WORK INSTRUCTIONS ▸
The records below are to be returned exactly as written, minus their pictures.

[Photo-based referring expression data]
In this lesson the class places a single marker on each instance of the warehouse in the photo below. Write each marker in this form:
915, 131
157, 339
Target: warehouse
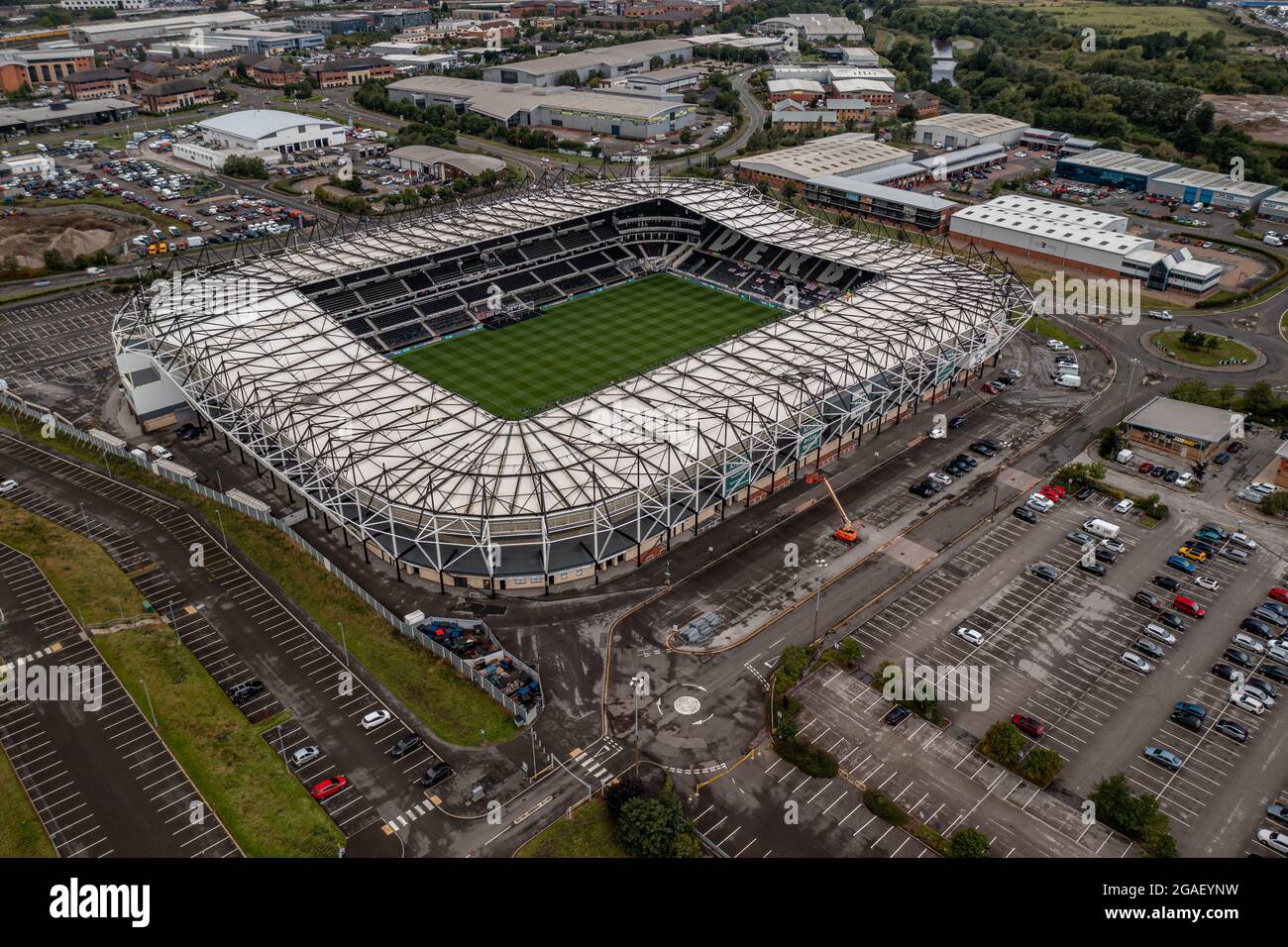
518, 106
267, 129
1083, 240
442, 163
1222, 191
1108, 167
964, 129
1189, 432
606, 62
842, 155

FINISHED EXERCISE ▸
In this lesson the class places a single marker on each instance of the warehouse in the photo below. Write each marker in this form:
915, 131
157, 339
Target: warehouse
518, 106
267, 129
1083, 240
442, 163
1222, 191
1108, 167
964, 129
1189, 432
606, 62
842, 155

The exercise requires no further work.